## start TASK INPUTS

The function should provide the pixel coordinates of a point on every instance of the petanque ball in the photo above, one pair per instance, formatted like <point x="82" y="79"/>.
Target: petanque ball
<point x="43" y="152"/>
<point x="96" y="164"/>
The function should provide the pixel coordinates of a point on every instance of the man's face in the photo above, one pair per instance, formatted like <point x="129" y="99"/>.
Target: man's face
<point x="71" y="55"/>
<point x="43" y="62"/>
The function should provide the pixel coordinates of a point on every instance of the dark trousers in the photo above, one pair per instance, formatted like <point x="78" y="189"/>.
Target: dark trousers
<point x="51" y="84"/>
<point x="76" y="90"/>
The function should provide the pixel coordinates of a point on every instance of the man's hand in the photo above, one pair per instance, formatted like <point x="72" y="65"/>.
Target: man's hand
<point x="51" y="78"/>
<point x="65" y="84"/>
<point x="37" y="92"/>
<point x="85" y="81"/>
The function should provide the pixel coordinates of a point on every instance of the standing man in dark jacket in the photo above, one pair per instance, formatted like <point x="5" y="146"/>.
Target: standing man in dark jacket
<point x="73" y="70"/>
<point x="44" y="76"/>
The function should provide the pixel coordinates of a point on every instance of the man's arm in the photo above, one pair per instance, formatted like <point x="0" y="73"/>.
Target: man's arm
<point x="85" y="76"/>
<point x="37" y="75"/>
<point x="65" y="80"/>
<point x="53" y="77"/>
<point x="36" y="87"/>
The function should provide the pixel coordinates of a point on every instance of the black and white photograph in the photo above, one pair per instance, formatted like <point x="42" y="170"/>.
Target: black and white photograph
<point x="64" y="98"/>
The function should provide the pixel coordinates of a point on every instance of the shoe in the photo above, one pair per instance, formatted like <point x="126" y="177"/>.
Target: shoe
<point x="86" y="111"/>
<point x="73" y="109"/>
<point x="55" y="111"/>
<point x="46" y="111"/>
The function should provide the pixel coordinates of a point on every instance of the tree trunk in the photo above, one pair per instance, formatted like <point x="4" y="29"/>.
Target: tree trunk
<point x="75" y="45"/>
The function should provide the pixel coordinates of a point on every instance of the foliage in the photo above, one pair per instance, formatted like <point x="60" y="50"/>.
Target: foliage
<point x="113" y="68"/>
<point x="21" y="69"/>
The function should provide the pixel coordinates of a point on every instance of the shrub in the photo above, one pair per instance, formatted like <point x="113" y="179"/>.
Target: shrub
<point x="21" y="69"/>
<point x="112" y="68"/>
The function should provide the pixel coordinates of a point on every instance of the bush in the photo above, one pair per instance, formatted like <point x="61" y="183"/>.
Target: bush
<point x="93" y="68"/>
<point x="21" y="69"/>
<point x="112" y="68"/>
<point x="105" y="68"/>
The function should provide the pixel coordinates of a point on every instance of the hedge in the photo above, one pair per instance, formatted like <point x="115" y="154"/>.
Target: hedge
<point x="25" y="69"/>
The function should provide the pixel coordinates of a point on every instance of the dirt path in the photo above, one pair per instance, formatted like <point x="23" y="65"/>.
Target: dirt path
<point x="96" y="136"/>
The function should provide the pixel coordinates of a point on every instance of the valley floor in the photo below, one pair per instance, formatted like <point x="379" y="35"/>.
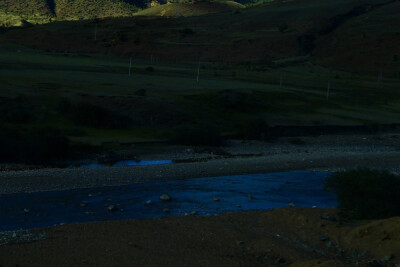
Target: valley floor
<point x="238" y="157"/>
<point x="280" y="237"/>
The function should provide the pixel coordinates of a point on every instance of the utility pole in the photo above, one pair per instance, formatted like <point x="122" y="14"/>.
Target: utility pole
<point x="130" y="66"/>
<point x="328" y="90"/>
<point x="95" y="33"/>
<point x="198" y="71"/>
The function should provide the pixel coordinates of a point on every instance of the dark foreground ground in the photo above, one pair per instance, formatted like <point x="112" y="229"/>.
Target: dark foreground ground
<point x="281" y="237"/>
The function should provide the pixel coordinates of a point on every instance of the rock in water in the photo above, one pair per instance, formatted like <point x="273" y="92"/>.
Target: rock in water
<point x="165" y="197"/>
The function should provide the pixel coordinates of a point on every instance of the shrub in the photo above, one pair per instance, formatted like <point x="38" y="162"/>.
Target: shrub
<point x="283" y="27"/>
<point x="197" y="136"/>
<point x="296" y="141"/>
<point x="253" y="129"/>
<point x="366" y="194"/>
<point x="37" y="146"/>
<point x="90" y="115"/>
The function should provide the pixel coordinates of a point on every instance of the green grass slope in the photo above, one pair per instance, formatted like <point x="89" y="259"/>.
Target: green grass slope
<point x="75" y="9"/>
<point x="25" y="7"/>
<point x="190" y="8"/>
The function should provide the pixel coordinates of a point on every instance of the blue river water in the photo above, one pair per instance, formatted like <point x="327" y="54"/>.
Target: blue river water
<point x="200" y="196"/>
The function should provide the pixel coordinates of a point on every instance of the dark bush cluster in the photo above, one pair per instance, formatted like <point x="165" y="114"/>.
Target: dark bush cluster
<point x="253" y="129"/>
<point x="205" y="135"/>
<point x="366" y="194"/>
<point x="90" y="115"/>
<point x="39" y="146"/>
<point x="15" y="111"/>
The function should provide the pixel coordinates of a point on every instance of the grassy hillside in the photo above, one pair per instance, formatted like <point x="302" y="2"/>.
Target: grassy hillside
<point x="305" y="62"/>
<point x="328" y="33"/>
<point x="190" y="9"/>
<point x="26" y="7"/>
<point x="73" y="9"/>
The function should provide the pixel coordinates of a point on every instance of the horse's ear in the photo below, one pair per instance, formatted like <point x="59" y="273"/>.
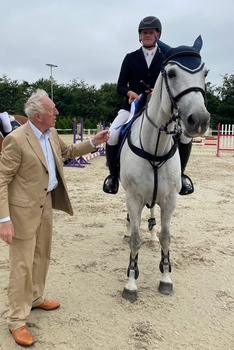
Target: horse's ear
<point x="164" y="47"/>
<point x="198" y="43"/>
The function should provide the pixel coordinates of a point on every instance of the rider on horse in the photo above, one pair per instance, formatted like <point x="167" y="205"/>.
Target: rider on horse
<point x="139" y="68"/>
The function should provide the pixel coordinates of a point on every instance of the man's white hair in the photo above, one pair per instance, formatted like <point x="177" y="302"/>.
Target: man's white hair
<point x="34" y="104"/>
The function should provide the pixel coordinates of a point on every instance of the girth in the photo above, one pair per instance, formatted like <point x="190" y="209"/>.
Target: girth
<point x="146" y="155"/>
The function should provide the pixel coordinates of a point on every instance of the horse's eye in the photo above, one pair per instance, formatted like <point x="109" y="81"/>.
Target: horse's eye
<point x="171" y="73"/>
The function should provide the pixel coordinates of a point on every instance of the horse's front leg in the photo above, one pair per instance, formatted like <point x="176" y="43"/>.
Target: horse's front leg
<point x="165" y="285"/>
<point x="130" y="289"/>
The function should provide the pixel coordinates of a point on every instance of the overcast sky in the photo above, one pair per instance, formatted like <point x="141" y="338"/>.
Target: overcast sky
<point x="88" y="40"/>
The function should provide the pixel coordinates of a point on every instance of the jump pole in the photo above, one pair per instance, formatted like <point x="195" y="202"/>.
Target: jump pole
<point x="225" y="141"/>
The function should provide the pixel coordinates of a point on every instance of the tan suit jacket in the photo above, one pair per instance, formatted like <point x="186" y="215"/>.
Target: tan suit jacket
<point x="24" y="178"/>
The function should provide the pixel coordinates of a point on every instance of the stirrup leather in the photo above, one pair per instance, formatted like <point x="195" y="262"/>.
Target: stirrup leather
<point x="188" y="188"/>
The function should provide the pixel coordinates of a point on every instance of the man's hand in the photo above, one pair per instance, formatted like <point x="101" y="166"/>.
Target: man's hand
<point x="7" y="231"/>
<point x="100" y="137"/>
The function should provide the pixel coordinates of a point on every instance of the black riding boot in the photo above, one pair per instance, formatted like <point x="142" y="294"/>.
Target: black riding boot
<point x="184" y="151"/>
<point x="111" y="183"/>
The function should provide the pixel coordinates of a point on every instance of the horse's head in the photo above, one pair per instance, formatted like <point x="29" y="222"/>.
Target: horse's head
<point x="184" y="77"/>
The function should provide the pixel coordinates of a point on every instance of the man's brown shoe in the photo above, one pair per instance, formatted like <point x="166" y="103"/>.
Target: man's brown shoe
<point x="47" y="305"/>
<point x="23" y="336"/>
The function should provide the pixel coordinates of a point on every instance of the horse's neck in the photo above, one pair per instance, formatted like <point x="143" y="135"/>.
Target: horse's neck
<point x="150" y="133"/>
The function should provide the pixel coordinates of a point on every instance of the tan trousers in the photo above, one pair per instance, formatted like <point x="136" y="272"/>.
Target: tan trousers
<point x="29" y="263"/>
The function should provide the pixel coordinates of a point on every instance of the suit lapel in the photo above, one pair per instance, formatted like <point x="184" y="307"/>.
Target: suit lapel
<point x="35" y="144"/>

## end TASK INPUTS
## start TASK INPUTS

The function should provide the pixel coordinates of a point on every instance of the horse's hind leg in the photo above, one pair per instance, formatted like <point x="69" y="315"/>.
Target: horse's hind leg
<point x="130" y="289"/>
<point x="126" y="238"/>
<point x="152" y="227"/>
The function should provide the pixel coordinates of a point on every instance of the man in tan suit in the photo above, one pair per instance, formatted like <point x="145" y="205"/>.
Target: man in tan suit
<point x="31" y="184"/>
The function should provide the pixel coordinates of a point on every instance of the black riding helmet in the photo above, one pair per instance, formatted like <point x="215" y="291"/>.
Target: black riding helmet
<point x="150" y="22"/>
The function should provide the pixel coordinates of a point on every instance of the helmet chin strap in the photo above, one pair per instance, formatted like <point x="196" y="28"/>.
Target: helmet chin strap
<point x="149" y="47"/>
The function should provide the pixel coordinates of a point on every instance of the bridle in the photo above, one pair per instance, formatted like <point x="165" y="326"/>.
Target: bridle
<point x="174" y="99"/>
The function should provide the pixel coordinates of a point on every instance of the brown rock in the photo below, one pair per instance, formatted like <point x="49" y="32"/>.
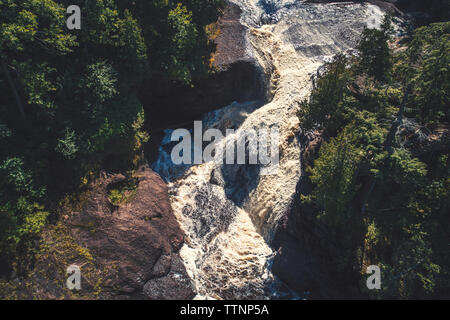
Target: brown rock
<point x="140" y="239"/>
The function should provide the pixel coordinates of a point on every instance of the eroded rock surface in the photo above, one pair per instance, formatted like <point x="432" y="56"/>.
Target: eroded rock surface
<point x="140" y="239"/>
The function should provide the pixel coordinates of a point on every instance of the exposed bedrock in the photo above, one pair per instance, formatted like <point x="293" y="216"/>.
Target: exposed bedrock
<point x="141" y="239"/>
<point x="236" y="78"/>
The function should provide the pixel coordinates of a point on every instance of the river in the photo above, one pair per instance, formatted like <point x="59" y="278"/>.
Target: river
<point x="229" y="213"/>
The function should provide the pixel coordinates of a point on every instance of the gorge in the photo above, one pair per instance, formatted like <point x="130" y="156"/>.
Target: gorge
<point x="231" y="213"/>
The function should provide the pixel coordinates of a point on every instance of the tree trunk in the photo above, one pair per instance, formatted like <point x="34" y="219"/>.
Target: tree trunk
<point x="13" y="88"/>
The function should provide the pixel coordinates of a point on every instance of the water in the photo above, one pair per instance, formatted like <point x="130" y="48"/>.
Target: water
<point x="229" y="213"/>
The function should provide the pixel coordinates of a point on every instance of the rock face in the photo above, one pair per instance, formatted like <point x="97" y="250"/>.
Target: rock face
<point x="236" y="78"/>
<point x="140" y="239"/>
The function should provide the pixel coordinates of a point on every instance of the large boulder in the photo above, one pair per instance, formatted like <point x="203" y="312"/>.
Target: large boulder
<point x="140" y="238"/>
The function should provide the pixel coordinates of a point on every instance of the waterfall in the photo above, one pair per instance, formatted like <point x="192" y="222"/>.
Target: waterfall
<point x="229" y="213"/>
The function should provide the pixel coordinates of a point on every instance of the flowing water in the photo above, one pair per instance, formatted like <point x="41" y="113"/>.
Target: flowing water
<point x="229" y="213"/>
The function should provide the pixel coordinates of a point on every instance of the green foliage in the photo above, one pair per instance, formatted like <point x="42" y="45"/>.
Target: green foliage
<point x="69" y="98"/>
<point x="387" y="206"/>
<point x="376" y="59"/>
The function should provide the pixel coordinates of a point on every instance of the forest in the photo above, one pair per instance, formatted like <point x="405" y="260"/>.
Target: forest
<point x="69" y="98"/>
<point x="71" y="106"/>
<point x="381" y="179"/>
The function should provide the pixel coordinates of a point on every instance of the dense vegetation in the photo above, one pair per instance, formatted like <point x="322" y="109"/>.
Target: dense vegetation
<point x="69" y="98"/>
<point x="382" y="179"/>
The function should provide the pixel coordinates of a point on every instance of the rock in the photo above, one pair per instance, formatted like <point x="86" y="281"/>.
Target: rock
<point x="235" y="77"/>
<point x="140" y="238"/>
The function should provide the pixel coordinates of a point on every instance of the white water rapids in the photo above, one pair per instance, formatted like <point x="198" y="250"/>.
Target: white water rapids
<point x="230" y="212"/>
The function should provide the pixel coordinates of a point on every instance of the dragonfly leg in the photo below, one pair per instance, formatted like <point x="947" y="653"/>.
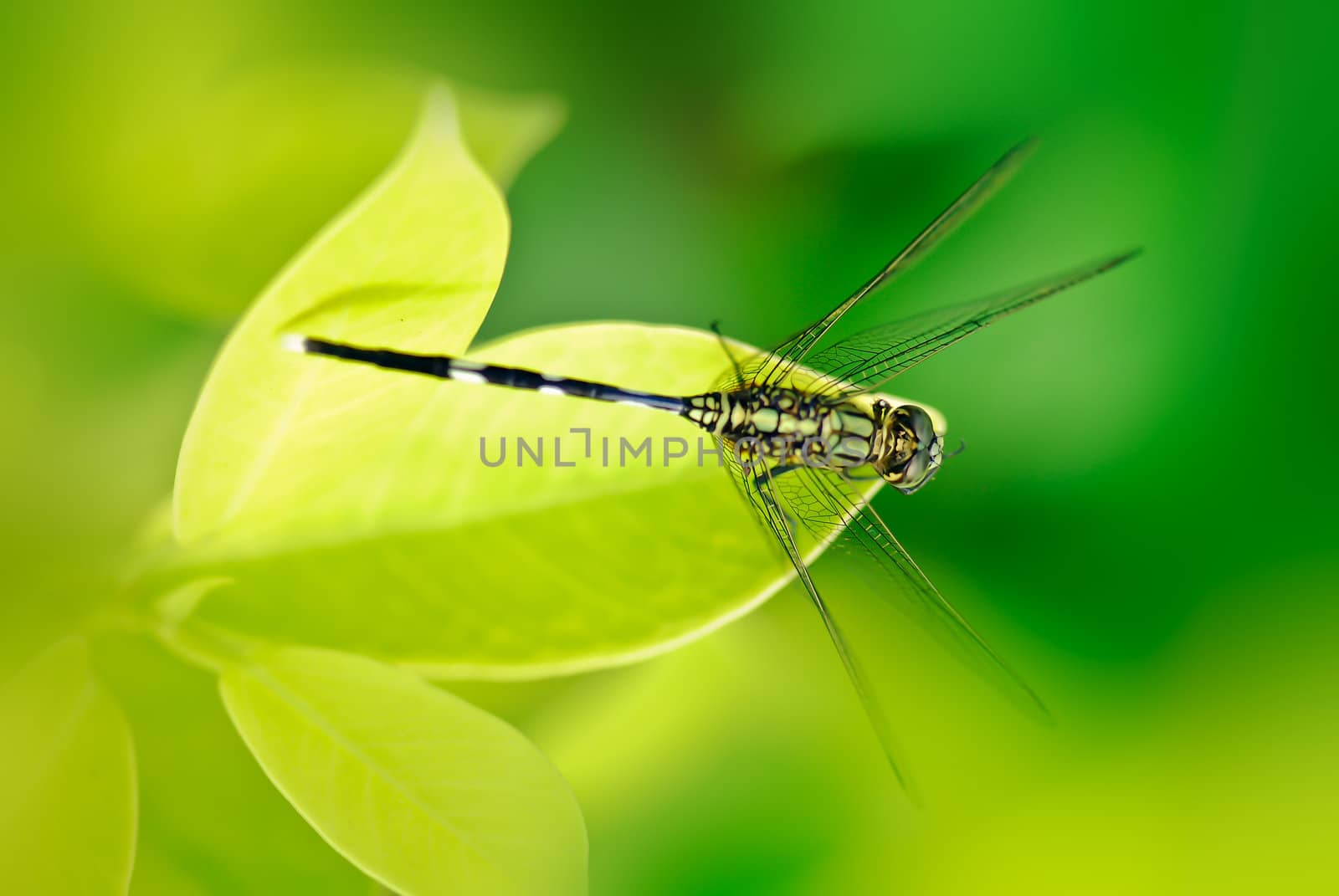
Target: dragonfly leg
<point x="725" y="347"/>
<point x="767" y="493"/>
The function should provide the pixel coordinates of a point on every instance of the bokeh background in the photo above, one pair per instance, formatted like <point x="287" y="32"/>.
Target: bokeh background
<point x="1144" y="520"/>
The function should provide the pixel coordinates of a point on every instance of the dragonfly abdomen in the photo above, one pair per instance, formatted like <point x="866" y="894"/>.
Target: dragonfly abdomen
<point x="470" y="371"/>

## end TASK INPUTS

→ EXERCISE REQUIREMENTS
Gather each line of the material above that contains the string "trunk" and copy it out in full. Case counts.

→ REPLY
The function should provide the pixel coordinates of a point on every instance of the tree trunk in the photo above, one pair per instance, formatted like <point x="4" y="29"/>.
Target: tree trunk
The function should provide the pixel coordinates of a point on every instance of the tree trunk in the photo above, one pair per instance, formatted like <point x="34" y="219"/>.
Target: tree trunk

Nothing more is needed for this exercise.